**TRAVAIL À FAIRE:** Recopiez sans aucune modification les lignes allant de celle qui contient "Please tag the black front" jusqu'à celle qui contient "column 579, row 38", ces deux lignes incluses.
-------- DONNÉES FOURNIES --------
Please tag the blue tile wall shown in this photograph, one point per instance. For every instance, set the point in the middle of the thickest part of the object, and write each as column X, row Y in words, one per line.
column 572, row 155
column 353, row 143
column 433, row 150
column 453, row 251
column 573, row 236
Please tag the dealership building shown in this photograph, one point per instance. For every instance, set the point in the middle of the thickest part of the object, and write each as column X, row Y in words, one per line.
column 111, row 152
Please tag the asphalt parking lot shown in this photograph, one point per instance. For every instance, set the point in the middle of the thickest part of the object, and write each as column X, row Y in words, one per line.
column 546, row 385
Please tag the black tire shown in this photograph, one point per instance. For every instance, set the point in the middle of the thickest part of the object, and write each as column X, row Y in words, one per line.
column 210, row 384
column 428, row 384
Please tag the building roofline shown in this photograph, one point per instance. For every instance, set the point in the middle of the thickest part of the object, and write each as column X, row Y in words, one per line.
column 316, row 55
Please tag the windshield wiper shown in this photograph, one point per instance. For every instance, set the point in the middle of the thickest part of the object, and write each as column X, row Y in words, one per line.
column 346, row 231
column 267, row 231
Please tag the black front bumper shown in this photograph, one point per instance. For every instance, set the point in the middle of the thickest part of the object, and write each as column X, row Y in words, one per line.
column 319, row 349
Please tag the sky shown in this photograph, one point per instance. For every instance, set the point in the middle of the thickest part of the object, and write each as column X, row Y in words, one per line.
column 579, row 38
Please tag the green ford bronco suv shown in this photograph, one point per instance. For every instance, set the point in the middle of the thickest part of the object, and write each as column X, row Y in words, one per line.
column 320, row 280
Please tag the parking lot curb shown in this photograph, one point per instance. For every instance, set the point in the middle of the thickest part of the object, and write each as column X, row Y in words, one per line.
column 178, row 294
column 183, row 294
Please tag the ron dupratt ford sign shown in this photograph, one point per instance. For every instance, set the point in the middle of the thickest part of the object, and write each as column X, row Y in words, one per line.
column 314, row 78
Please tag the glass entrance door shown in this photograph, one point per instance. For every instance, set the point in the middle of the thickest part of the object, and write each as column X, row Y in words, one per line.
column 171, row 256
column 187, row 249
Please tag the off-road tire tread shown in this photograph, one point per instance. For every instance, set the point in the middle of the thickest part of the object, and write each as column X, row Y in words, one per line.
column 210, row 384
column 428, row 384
--------
**RÉPONSE ATTENDUE:**
Please tag the black front bumper shown in this photograph, one point per instance. For every instance, set the point in the middle of the thickest part of the object, and write each as column X, row Y in words, one per line.
column 319, row 349
Please tag the sky shown in this photograph, one point per instance. For every instance, set the point in the middle of the thickest part of the object, and write each as column X, row Y in words, one per line.
column 579, row 38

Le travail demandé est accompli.